» EXTRACT TO READ:
________________

Hipache: a distributed HTTP and websocket proxy

===============================================



What is it?

-----------



Hipache is a distributed proxy designed to route high volumes of http and

websocket traffic to unusually large numbers of virtual hosts, in a highly

dynamic topology where backends are added and removed several times per second.

It is particularly well-suited for PaaS (platform-as-a-service) and other

environments that are both business-critical and multi-tenant.



Hipache was originally developed at [dotCloud](http://www.dotcloud.com), a

popular platform-as-a-service, to replace its first-generation routing layer

based on a heavily instrumented nginx deployment. It currently serves

production traffic for tens of thousands of applications hosted on dotCloud.

Hipache is based on the node-http-proxy library.



Run it!

-------



### 1. Install it



From the shell:



    $ npm install hipache -g



*The '-g' option will make the 'hipache' bin-script available system-wide (usually linked from '/usr/local/bin')*



### 2. Configuring the server (config.json)



dotCloud proxy2 uses a Redis server to manage its configuration (and to share

its state across the multiple workers). You can use the Redis server to change

its configuration while it's running or simply check the health state of a

backend.



    {

        "server": {

            "accessLog": "/var/log/hipache_access.log",

            "port": 80,

            "workers": 5,

            "maxSockets": 100,

            "deadBackendTTL": 30,

            "address": ["127.0.0.1"],

            "address6": ["::1"],

            "https": {

                "port": 443,

                "key": "/etc/ssl/ssl.key",

                "cert": "/etc/ssl/ssl.crt"

            }

        },

        "redisHost": "127.0.0.1",

	    "redisPort": 6379,

        "redisDatabase": 0,

        "redisPassword": "password"

        

    }



* __server.accessLog__: location of the Access logs, the format is the same as

nginx

* __server.port__: Port to listen to (HTTP)

* __server.workers__: Number of workers to be spawned (specify at least 1, the

master process does not serve any request)

* __server.maxSockets__: The maximum number of sockets which can be opened on

each backend (per worker)

________________

In the Hipache text above, turn the paragraph beginning "Hipache was originally developed" into a short bulleted list that keeps its main facts.

Saved entries:

________________

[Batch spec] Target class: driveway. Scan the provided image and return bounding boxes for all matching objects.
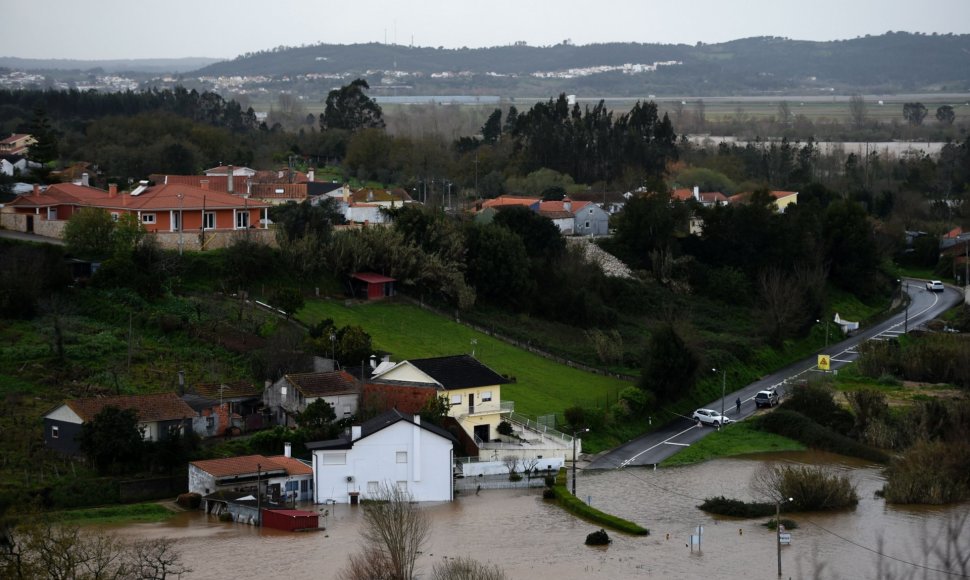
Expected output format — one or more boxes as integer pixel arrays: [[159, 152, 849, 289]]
[[586, 279, 963, 469]]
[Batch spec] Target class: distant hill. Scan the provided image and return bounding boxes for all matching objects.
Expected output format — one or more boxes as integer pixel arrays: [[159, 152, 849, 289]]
[[0, 56, 219, 74], [187, 32, 970, 96]]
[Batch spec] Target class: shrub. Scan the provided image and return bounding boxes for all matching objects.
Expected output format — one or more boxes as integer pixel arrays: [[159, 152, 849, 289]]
[[586, 528, 613, 546], [783, 382, 853, 435], [754, 464, 859, 511], [697, 495, 775, 518], [883, 441, 970, 504], [756, 408, 889, 463]]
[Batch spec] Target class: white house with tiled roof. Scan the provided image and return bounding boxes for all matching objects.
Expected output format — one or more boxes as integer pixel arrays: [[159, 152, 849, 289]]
[[189, 443, 313, 501], [307, 409, 457, 503], [44, 393, 196, 454]]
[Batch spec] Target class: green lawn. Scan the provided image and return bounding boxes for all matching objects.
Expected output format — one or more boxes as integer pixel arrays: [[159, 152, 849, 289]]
[[660, 421, 805, 467], [297, 300, 630, 416], [52, 503, 175, 525]]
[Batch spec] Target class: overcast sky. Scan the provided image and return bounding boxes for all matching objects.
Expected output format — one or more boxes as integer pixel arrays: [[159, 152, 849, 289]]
[[0, 0, 970, 59]]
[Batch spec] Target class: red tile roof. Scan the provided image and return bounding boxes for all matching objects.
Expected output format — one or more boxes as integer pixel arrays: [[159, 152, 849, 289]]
[[286, 371, 358, 398], [190, 455, 289, 477], [192, 381, 263, 401], [482, 195, 542, 209], [64, 393, 196, 423], [269, 455, 313, 475]]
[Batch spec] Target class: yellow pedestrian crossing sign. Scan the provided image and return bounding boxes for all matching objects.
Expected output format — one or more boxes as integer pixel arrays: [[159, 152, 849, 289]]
[[818, 354, 832, 371]]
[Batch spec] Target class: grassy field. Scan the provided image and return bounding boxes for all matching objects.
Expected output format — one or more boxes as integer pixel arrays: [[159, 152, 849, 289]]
[[297, 300, 630, 416], [52, 503, 175, 525], [660, 421, 805, 467]]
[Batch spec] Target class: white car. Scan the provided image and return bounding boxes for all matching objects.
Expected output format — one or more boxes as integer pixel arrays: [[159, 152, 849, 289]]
[[694, 409, 734, 427]]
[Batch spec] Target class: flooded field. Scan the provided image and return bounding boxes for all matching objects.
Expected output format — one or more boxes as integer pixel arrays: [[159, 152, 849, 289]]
[[104, 452, 970, 580]]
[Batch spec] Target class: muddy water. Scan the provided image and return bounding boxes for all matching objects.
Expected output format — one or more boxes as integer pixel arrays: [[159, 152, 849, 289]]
[[100, 453, 970, 580]]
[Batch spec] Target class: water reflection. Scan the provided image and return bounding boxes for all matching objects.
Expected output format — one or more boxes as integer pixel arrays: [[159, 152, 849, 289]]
[[100, 452, 970, 580]]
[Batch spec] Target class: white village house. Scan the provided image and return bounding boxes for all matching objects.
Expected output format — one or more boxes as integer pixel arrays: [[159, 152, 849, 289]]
[[306, 409, 457, 503]]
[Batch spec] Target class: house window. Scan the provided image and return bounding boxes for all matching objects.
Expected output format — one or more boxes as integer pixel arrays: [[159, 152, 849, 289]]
[[320, 453, 347, 465]]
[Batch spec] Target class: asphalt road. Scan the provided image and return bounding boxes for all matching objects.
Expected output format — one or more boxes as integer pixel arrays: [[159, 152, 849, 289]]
[[586, 279, 963, 469]]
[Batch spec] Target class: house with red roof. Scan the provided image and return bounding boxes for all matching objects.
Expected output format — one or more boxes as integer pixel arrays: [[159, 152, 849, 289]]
[[263, 370, 361, 427], [43, 393, 196, 454], [189, 443, 313, 502], [3, 181, 270, 247]]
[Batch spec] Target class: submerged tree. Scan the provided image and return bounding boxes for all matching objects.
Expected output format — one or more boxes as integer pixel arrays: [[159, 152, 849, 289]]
[[340, 485, 431, 580]]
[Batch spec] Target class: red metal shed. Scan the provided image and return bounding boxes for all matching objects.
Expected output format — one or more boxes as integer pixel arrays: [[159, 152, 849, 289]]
[[263, 509, 320, 532], [350, 272, 396, 300]]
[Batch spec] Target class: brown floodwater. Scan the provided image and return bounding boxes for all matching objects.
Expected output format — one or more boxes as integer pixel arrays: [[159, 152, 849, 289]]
[[94, 452, 970, 580]]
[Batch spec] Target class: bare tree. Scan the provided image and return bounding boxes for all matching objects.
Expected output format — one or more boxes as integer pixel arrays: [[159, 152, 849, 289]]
[[340, 485, 431, 580], [502, 455, 519, 479], [849, 95, 866, 129], [431, 556, 507, 580], [129, 538, 192, 580]]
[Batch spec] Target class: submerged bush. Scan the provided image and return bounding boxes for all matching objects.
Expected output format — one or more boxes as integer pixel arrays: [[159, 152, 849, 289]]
[[754, 464, 859, 511], [586, 528, 613, 546], [697, 495, 775, 518], [883, 441, 970, 504]]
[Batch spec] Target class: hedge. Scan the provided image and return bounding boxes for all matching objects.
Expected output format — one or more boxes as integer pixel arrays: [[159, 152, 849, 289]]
[[756, 409, 889, 463], [552, 468, 650, 536]]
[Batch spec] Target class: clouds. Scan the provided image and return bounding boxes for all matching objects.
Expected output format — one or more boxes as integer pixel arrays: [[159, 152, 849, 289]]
[[0, 0, 970, 59]]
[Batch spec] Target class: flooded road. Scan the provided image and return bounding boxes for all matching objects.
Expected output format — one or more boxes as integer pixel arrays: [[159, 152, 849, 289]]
[[104, 452, 970, 580]]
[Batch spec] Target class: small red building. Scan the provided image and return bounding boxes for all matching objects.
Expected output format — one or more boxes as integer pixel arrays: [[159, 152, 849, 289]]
[[350, 272, 396, 300], [262, 509, 320, 532]]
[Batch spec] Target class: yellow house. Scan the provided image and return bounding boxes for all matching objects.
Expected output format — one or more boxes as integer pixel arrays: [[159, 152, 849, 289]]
[[371, 355, 513, 445], [771, 191, 798, 213]]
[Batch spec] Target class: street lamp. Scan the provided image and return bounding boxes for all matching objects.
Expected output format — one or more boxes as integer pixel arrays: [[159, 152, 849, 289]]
[[177, 191, 185, 256], [573, 427, 589, 496], [775, 497, 795, 578], [711, 369, 727, 428], [815, 318, 829, 350]]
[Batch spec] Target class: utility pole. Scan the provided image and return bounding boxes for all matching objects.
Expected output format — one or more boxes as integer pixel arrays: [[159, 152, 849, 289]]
[[573, 427, 589, 497]]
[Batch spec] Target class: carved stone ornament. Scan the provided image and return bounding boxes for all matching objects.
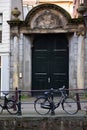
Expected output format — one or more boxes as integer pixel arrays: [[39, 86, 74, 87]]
[[33, 10, 62, 29], [76, 26, 86, 36]]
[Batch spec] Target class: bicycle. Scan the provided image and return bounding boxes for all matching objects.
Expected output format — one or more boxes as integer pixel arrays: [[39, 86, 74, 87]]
[[34, 86, 78, 115], [0, 93, 18, 114]]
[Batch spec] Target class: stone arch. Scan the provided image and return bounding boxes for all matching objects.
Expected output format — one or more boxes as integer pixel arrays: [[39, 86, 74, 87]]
[[25, 4, 71, 29]]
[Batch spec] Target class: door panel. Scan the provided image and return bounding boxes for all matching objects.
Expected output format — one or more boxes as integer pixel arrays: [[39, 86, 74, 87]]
[[32, 34, 68, 90]]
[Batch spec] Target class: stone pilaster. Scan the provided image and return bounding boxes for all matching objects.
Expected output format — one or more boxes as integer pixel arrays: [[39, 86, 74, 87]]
[[77, 24, 85, 89], [13, 36, 19, 89]]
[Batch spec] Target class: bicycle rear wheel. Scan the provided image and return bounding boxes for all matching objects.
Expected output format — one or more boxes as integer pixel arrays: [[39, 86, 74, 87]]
[[62, 97, 78, 115], [34, 97, 50, 115], [7, 100, 18, 114]]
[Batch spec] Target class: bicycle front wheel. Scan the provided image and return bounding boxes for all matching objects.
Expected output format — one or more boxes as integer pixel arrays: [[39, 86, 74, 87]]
[[62, 97, 78, 115], [34, 97, 50, 115], [7, 100, 18, 114]]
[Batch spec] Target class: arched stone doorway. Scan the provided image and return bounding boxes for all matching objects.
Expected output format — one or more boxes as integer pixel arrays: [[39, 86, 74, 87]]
[[32, 33, 69, 90], [25, 4, 71, 90]]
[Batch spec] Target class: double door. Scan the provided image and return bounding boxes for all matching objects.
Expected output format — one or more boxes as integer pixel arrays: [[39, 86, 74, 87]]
[[32, 34, 68, 90]]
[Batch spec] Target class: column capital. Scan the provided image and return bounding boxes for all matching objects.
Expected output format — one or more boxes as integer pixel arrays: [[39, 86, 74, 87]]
[[76, 24, 86, 36]]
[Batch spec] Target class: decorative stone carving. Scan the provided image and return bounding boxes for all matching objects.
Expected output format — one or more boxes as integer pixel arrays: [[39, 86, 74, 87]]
[[33, 10, 62, 28], [76, 25, 86, 36]]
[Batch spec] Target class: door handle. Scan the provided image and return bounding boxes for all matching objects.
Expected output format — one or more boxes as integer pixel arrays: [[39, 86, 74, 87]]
[[48, 77, 50, 83]]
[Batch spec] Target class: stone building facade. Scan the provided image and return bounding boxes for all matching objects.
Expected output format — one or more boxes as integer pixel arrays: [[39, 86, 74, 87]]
[[8, 0, 87, 93]]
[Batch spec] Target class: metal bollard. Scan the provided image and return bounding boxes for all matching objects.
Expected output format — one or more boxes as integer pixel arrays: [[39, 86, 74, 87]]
[[18, 90, 22, 116]]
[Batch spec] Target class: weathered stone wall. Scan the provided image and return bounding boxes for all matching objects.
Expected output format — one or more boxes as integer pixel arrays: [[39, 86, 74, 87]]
[[0, 116, 87, 130]]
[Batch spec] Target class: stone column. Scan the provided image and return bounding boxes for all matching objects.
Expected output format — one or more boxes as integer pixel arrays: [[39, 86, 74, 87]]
[[77, 25, 85, 89], [13, 36, 19, 89]]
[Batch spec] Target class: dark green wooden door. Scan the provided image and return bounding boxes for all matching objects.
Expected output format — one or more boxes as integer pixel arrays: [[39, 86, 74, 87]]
[[32, 34, 68, 90]]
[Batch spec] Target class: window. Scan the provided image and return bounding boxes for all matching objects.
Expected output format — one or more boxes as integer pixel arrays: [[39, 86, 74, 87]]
[[0, 14, 3, 43]]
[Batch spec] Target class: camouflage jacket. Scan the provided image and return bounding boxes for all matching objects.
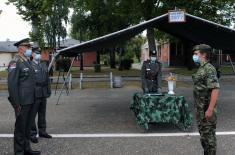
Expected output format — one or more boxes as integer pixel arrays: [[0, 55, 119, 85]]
[[192, 62, 220, 98]]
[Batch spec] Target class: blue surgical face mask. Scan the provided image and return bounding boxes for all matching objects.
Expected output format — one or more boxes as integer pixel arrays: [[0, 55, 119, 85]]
[[34, 54, 41, 61], [193, 54, 201, 64], [24, 49, 32, 58]]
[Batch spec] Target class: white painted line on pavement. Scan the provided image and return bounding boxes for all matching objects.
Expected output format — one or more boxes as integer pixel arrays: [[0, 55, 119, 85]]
[[0, 131, 235, 138]]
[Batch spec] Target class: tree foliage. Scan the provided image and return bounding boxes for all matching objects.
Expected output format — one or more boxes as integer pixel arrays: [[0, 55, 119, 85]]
[[8, 0, 70, 47]]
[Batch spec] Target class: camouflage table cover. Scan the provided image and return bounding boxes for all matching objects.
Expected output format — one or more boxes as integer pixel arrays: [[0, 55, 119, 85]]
[[130, 93, 192, 129]]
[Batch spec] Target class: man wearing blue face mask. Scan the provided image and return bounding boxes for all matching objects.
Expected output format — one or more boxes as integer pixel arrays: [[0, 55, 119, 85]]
[[141, 51, 162, 93], [31, 47, 52, 143], [8, 38, 40, 155], [192, 44, 220, 155]]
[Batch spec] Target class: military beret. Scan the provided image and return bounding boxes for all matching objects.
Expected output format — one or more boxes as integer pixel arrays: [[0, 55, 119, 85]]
[[14, 38, 31, 47], [149, 50, 157, 55], [32, 46, 41, 54], [193, 44, 212, 53]]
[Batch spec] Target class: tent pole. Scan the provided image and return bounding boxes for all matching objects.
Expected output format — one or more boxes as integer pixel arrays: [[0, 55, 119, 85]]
[[56, 57, 75, 105]]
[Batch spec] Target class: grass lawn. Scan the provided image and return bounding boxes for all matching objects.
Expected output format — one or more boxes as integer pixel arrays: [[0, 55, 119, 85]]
[[170, 66, 234, 76]]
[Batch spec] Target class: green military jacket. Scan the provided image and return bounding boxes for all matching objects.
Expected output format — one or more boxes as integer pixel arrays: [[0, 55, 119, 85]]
[[7, 55, 35, 107], [192, 62, 220, 106]]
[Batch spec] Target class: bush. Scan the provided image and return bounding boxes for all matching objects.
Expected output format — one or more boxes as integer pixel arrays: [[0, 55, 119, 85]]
[[56, 58, 71, 72], [121, 59, 133, 70], [94, 64, 101, 73]]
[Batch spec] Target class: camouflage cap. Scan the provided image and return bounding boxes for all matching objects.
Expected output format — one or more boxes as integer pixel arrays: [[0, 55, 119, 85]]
[[14, 38, 32, 47], [193, 44, 212, 53]]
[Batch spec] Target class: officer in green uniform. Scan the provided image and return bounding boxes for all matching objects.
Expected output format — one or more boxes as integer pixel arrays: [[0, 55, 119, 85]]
[[192, 44, 220, 155], [8, 38, 40, 155], [31, 47, 52, 143], [141, 51, 162, 93]]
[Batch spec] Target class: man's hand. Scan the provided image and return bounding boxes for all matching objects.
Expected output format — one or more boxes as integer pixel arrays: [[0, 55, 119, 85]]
[[144, 88, 149, 93], [15, 105, 21, 116], [205, 108, 213, 121]]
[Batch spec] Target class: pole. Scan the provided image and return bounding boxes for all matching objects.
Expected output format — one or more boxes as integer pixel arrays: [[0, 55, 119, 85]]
[[56, 57, 75, 105], [110, 72, 113, 89], [80, 73, 83, 89]]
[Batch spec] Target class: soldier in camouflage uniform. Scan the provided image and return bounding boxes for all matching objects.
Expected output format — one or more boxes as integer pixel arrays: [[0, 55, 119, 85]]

________________

» SOLVED PROBLEM:
- Originally developed at dotCloud, a popular platform-as-a-service
- Built to replace dotCloud's first-generation routing layer, which was based on a heavily instrumented nginx deployment
- Currently serves production traffic for tens of thousands of applications hosted on dotCloud
- Based on the node-http-proxy library